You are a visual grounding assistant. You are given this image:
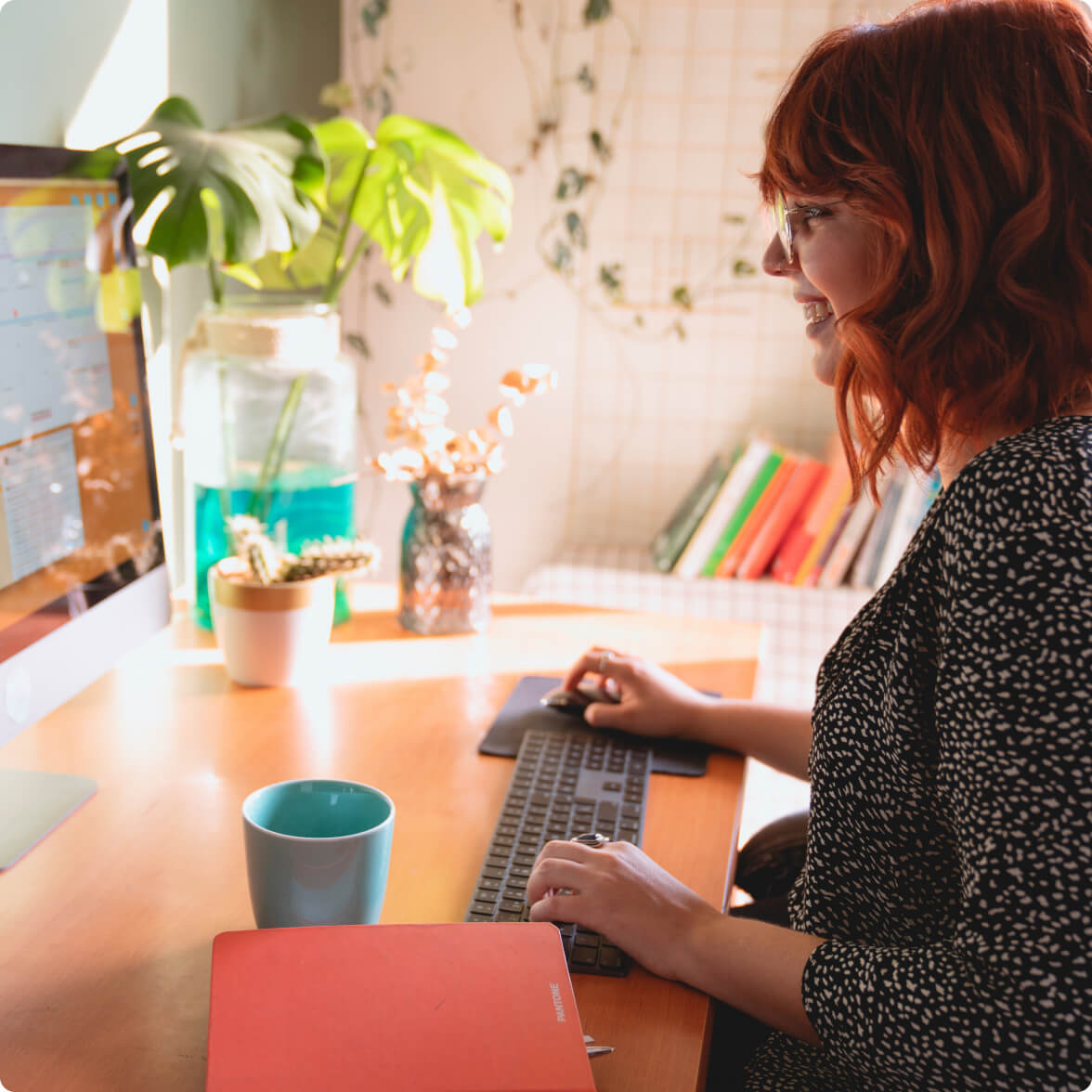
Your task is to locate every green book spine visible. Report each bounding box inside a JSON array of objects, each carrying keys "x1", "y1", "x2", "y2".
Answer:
[
  {"x1": 651, "y1": 454, "x2": 734, "y2": 572},
  {"x1": 701, "y1": 451, "x2": 786, "y2": 577}
]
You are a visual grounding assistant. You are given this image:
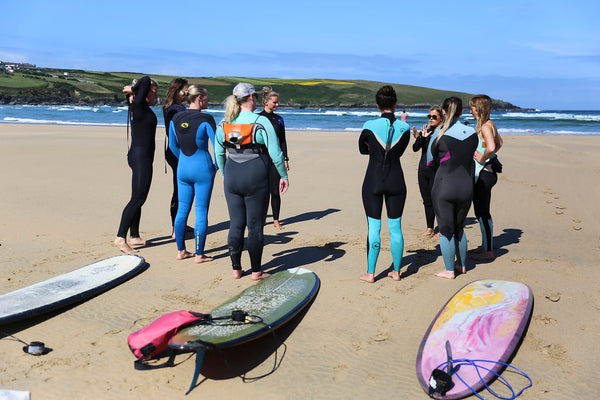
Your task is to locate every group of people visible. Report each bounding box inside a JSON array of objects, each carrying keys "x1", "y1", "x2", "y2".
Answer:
[
  {"x1": 358, "y1": 85, "x2": 502, "y2": 282},
  {"x1": 114, "y1": 76, "x2": 289, "y2": 280}
]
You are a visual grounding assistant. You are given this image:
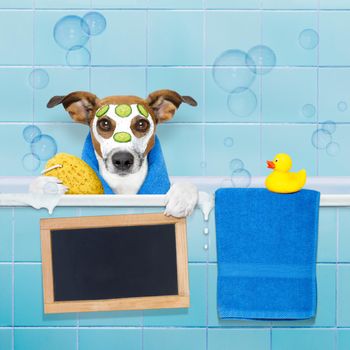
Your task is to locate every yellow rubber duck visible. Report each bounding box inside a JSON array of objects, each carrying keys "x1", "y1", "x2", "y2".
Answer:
[{"x1": 265, "y1": 153, "x2": 306, "y2": 193}]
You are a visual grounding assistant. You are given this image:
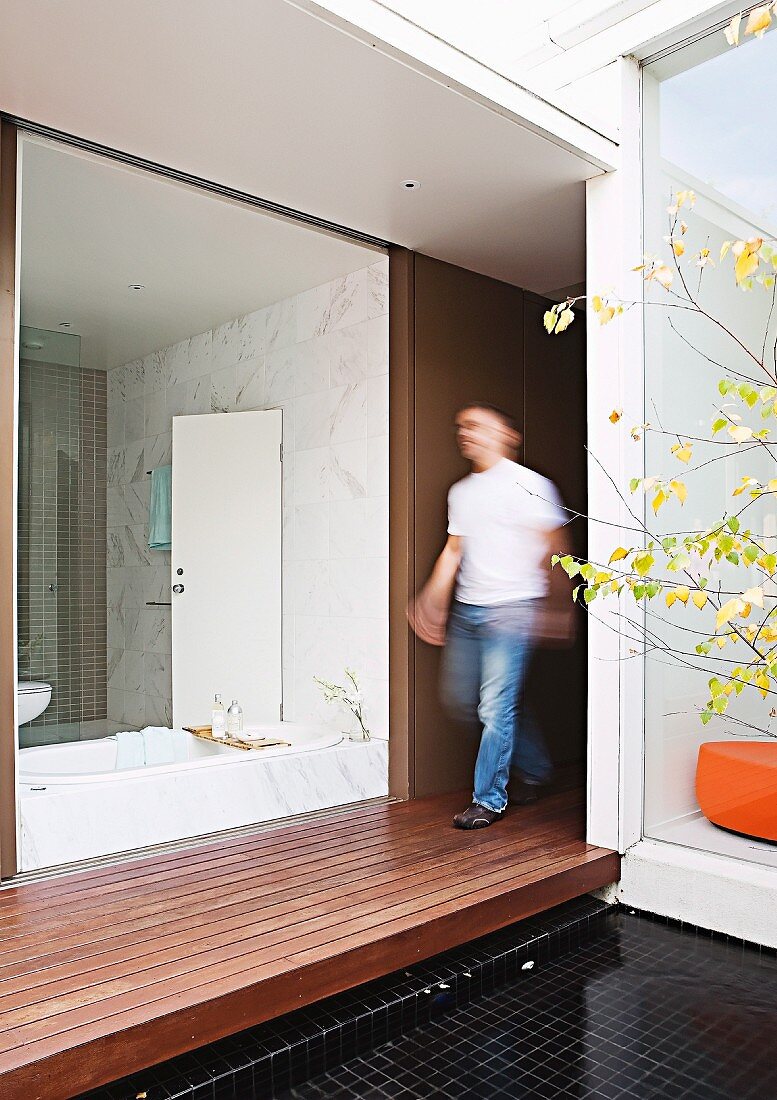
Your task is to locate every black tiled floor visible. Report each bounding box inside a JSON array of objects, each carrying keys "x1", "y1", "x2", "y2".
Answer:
[{"x1": 286, "y1": 912, "x2": 777, "y2": 1100}]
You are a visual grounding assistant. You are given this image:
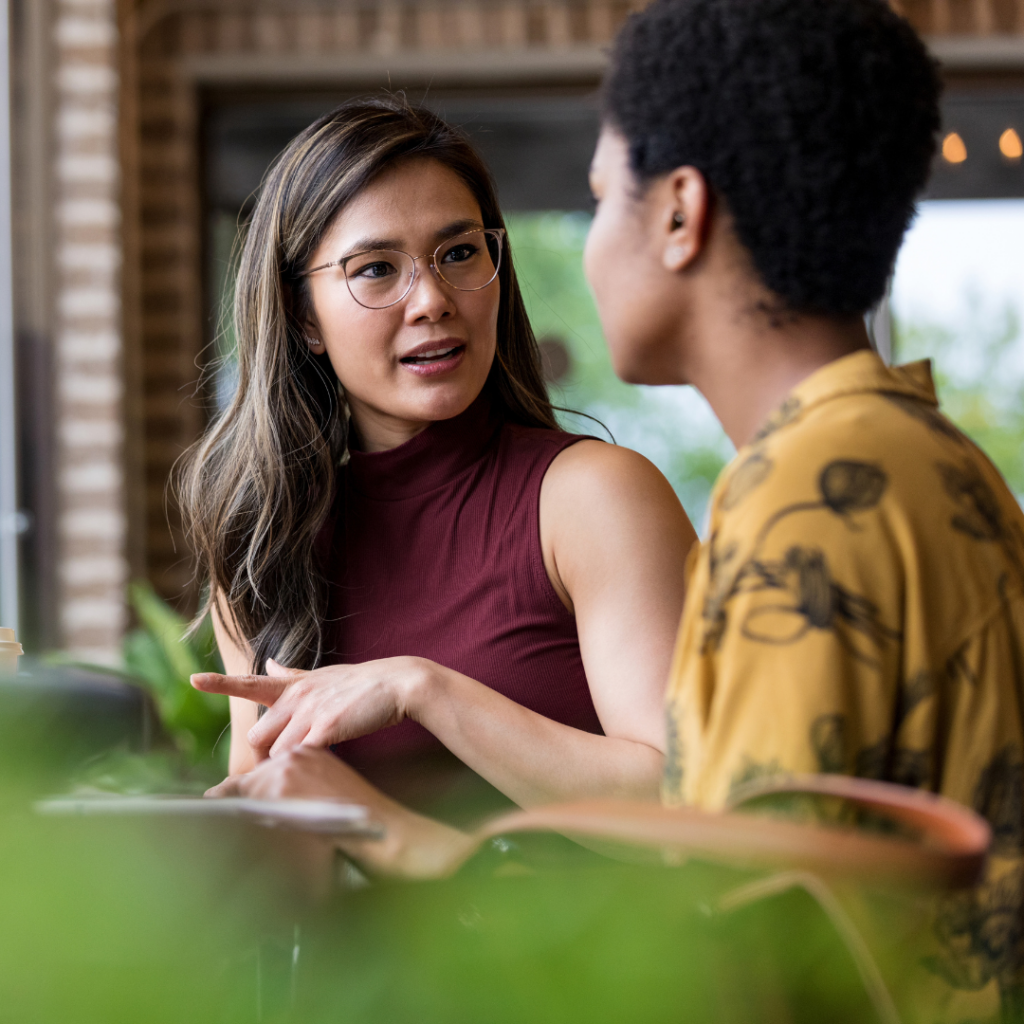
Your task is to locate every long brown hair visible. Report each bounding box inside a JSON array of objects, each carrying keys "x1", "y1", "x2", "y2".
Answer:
[{"x1": 175, "y1": 97, "x2": 557, "y2": 672}]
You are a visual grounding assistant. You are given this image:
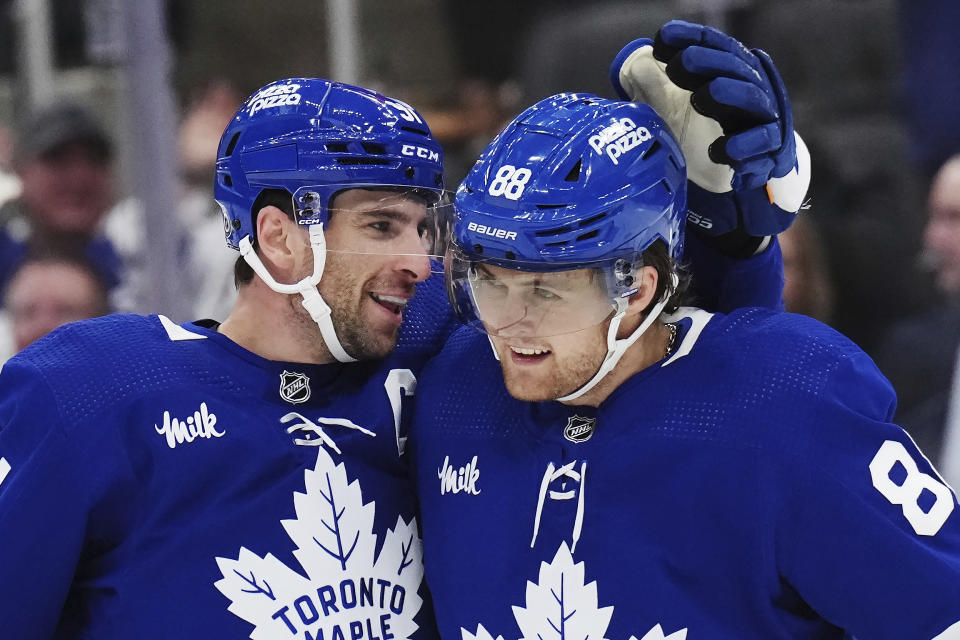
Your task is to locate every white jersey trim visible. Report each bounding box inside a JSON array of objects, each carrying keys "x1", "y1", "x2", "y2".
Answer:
[
  {"x1": 157, "y1": 315, "x2": 207, "y2": 342},
  {"x1": 660, "y1": 307, "x2": 713, "y2": 367},
  {"x1": 933, "y1": 620, "x2": 960, "y2": 640}
]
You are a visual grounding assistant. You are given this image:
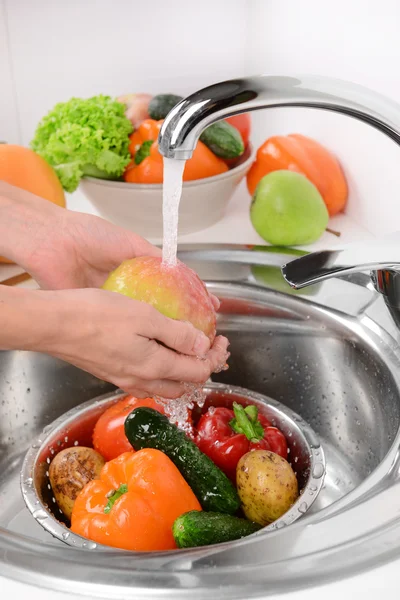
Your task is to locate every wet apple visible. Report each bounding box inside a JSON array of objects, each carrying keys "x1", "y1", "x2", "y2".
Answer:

________________

» **OBJECTIVE**
Pick out every line in the entries above that contains the word "carrying", and copy each of those lines in full.

» **WRITTEN ANSWER**
Your task is to locate every green book spine visible. Report each bounding box inside a JSON array of objects, each carrying keys "x1", "y1", "x2", "y2".
Your task is to locate every group of people visible. Report each bounding box inside a JSON array of objects, each carrying keys "x1", "y1", "x2", "y2".
Your task is to locate every yellow rubber duck visible. Report each bounding box inside a JSON array of objects, each carrying keys "x1", "y1", "x2", "y2".
Your task is to locate every black tiled floor visible. Report each bounding box inside a JSON array of objects, each carrying keys "x1", "y1", "x2", "y2".
Your task is to locate every long brown hair visible. Report each bounding box inside a JSON array of objects, each carrying keys "x1", "y1", "x2", "y2".
Your task is to locate every white jersey trim visible. Report each bounding box inside a JSON array of objects, each carrying keys "x1", "y1", "x2", "y2".
Your task is to locate every wet apple visible. Report each bounding box inside a JSON array of objects, each carrying keys "x1", "y1", "x2", "y2".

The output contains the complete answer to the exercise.